*** Excerpted text Section Begins ***

Other Names: Marsh Water Parsley, Wild Celery, Smallage, Garden Celery
Apium graveolens is used around the world as a vegetable, either for the crisp petiole (leaf stalk) or the fleshy taproot. The leaves are strongly flavoured and are used less often, either as a flavouring in soups and stews or as a dried herb.
In temperate countries, celery is also grown for its seeds. Actually very small fruit, these “seeds” yield a valuable volatile oil used in the perfume and pharmaceutical industries. They also contain an organic compound called apiol. Celery seeds can be used as flavouring or spice, either as whole seeds or ground and mixed with salt, as celery salt. Celery salt can also be made from an extract of the roots, or using dried leaves. Celery salt is used as a seasoning, in cocktails (notably to enhance the flavour of Bloody Mary cocktails), on the Chicago-style hot dog, and in Old Bay Seasoning.
The use of celery seed in pills for relieving pain was described by Aulus Cornelius Celsus around 30 AD. Celery seeds contain a compound, 3-n–butylphthalide, that has been demonstrated to lower blood pressure in rats.
Bergapten in the seeds can increase photosensitivity, so the use of essential oil externally in bright sunshine should be avoided. The oil and large doses of seeds should be avoided during pregnancy, as they can act as a uterine stimulant. Seeds intended for cultivation are not suitable for eating as they are often treated with fungicides.

*** Excerpted text Section Ends ***
*** Record set Section Begins ***

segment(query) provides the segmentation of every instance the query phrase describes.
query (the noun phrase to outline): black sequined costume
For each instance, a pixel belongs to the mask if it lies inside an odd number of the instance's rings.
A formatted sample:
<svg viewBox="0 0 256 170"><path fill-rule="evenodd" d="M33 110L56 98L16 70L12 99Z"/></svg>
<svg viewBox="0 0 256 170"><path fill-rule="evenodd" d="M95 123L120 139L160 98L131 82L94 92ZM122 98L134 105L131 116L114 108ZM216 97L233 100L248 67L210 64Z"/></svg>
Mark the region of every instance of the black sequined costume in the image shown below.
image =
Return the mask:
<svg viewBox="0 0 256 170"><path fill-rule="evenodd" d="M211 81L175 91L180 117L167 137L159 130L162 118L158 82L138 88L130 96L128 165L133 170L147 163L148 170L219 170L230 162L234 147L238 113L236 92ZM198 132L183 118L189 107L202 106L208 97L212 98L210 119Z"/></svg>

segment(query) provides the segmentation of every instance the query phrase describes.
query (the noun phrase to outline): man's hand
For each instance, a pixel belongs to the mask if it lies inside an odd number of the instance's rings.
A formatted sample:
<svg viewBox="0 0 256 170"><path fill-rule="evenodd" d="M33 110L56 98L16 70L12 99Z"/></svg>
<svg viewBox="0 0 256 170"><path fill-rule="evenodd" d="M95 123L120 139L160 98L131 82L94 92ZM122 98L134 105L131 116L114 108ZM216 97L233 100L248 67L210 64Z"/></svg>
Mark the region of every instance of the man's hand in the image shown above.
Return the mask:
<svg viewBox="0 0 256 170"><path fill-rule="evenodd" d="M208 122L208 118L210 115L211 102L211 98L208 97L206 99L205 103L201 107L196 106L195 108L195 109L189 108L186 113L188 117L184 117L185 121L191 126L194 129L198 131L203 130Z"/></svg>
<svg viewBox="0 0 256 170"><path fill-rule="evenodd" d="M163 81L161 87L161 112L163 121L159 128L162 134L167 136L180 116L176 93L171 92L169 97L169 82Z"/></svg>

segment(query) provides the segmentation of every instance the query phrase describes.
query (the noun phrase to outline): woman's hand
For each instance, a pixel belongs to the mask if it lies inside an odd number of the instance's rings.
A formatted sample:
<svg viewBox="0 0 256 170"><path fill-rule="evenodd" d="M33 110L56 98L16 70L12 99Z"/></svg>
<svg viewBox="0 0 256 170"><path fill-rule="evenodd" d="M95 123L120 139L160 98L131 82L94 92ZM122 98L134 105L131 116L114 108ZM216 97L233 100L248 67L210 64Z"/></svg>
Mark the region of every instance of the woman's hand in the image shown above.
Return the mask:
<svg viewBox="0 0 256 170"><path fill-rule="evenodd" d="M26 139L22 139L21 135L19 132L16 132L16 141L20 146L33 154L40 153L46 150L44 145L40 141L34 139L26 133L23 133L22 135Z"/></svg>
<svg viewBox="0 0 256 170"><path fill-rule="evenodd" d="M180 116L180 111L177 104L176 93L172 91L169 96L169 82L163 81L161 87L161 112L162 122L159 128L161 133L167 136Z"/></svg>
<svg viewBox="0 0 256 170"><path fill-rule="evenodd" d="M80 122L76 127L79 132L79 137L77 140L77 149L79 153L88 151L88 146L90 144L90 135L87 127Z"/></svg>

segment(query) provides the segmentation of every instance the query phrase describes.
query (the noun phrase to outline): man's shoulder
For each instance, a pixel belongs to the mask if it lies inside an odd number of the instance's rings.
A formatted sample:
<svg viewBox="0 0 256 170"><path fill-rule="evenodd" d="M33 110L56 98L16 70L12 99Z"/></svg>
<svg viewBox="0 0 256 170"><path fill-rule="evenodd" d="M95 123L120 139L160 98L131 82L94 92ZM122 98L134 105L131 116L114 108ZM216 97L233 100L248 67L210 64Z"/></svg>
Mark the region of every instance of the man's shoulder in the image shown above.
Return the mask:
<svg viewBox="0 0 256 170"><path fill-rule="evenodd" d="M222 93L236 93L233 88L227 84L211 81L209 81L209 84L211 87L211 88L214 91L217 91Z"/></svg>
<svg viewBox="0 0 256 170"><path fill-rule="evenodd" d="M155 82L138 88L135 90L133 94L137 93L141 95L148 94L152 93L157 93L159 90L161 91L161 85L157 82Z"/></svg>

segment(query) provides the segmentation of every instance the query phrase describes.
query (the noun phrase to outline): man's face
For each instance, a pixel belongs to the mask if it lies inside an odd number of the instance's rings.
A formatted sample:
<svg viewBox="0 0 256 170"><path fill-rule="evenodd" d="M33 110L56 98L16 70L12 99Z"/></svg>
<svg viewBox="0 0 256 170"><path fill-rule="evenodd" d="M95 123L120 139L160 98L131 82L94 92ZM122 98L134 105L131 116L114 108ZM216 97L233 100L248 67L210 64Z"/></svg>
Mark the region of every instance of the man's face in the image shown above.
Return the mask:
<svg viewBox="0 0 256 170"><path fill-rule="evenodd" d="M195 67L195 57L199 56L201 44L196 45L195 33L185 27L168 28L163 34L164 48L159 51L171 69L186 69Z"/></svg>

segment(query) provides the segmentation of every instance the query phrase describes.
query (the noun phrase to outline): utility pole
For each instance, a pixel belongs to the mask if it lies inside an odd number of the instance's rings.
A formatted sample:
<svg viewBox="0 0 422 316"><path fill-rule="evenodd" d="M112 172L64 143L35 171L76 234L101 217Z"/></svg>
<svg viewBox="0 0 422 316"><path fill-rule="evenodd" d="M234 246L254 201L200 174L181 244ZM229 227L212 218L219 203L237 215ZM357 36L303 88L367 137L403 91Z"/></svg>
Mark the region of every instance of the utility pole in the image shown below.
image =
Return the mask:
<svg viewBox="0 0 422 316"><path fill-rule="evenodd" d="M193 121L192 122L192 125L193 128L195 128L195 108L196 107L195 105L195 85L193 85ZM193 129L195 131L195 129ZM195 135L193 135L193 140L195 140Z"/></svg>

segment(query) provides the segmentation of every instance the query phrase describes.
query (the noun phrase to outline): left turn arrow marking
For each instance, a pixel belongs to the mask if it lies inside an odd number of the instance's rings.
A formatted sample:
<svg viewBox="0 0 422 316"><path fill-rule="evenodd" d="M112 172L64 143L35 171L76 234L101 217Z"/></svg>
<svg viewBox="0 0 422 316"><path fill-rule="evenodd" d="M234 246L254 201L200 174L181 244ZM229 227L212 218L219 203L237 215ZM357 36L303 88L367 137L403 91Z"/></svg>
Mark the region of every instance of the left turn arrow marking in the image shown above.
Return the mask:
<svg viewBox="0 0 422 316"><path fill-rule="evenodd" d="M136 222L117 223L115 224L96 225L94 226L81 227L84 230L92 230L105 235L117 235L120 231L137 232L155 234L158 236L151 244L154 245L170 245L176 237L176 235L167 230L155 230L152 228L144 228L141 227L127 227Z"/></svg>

*** Record set Section Ends ***

• What you need to do
Print the stretch of the celery text from "In temperate countries, celery" through "pressure in rats.". The records play no part in the work here.

• Task answer
In temperate countries, celery is also grown for its seeds. Actually very small fruit, these “seeds” yield a valuable volatile oil used in the perfume and pharmaceutical industries. They also contain an organic compound called apiol. Celery seeds can be used as flavouring or spice, either as whole seeds or ground and mixed with salt, as celery salt. Celery salt can also be made from an extract of the roots, or using dried leaves. Celery salt is used as a seasoning, in cocktails (notably to enhance the flavour of Bloody Mary cocktails), on the Chicago-style hot dog, and in Old Bay Seasoning.
The use of celery seed in pills for relieving pain was described by Aulus Cornelius Celsus around 30 AD. Celery seeds contain a compound, 3-n–butylphthalide, that has been demonstrated to lower blood pressure in rats.